──────── Data to use ────────

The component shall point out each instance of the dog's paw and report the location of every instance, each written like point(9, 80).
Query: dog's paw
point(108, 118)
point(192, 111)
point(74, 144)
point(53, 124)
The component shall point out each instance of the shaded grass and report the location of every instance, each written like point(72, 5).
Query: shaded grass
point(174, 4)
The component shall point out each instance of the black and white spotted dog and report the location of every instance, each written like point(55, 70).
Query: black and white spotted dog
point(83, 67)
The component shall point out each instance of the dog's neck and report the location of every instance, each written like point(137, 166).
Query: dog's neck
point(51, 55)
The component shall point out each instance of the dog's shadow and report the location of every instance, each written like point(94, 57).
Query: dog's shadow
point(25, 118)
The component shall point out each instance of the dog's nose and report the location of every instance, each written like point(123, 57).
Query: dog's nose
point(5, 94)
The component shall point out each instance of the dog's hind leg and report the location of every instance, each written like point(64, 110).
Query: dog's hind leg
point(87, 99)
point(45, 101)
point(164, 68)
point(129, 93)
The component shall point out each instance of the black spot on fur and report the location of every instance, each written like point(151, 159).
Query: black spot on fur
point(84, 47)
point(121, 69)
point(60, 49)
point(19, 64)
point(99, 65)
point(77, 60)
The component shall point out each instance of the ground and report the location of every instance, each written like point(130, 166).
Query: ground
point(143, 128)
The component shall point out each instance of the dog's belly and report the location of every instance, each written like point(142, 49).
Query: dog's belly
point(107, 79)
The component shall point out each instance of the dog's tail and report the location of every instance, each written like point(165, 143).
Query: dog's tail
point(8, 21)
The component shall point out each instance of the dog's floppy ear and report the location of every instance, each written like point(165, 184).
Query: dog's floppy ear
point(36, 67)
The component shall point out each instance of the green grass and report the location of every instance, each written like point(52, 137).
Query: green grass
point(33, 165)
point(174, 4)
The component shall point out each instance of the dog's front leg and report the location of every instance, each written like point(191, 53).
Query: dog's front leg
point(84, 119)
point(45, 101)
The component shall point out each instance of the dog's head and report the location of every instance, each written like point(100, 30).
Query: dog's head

────────

● Task details
Turn all of the lines above into a Markdown table with the columns Row and Line. Number each row and leave out any blank lines.

● Answer to this task
| Row | Line |
|---|---|
| 1 | The component shall point out each instance of the dog's paw and report the location of every instance, each written like point(9, 80). |
| 2 | Query: dog's paw |
| 3 | point(108, 118) |
| 4 | point(192, 111) |
| 5 | point(74, 144) |
| 6 | point(53, 124) |
| 7 | The component shall point out each instance of the shaded grass and report the location of every instance, each written like point(72, 5). |
| 8 | Query: shaded grass |
| 9 | point(174, 4) |
| 10 | The component shall point out each instance of the black and white spotted dog and report the location of every instance, each written like point(55, 70). |
| 11 | Query: black and white spotted dog |
| 12 | point(83, 67) |
| 13 | The component shall point out each instance of the dog's neck and report the location of every instance, each written like point(137, 166). |
| 14 | Query: dog's neck |
| 15 | point(51, 55) |
| 16 | The component shall point out each instance of the dog's shadow and report the location of every instance, each written like point(94, 57). |
| 17 | Query: dog's shadow |
| 18 | point(25, 118) |
| 19 | The component shall point out each instance of the dog's nose and report the location of every instance, each written like point(123, 57). |
| 20 | Query: dog's nose |
| 21 | point(5, 94) |
| 22 | The component shall point out each instance of the dog's hind leg and report the location of every instance, each written like point(64, 110). |
| 23 | Query: dog's hind leg |
| 24 | point(87, 99) |
| 25 | point(45, 101) |
| 26 | point(164, 68) |
| 27 | point(129, 93) |
| 28 | The component shall point out each instance of the black spot on fur and report the location of every instance, each written like point(151, 159). |
| 29 | Query: black spot on fur |
| 30 | point(84, 47) |
| 31 | point(121, 69) |
| 32 | point(60, 49) |
| 33 | point(19, 64) |
| 34 | point(99, 65) |
| 35 | point(77, 60) |
| 36 | The component shall point out each instance of the ground and report the location of every instance, each written like point(130, 166). |
| 37 | Query: ground |
| 38 | point(143, 128) |
| 39 | The component shall point out each instance of the dog's belly and report the location of every instance, each written like point(142, 49). |
| 40 | Query: dog's belly |
| 41 | point(107, 79) |
| 42 | The component shall point out each instance of the dog's tail and report the location of every instance, each written like point(165, 143). |
| 43 | Query: dog's tail |
| 44 | point(8, 21) |
| 45 | The component shall point out each instance of the dog's floppy ear and report the location of every instance, each written like point(165, 184). |
| 46 | Query: dog's floppy ear |
| 47 | point(36, 67) |
| 48 | The component shall point out each instance of the green grass and report the location of every instance, each written like point(52, 137). |
| 49 | Query: green grass |
| 50 | point(33, 165) |
| 51 | point(174, 4) |
| 52 | The component shall point out each instance of the dog's front leg and report the location of every instance, each written like point(191, 53). |
| 53 | Query: dog's front leg |
| 54 | point(84, 119) |
| 55 | point(45, 101) |
| 56 | The component shall point out each instance of the dog's head and report the location of every instance, each written like point(100, 30). |
| 57 | Query: dog's head |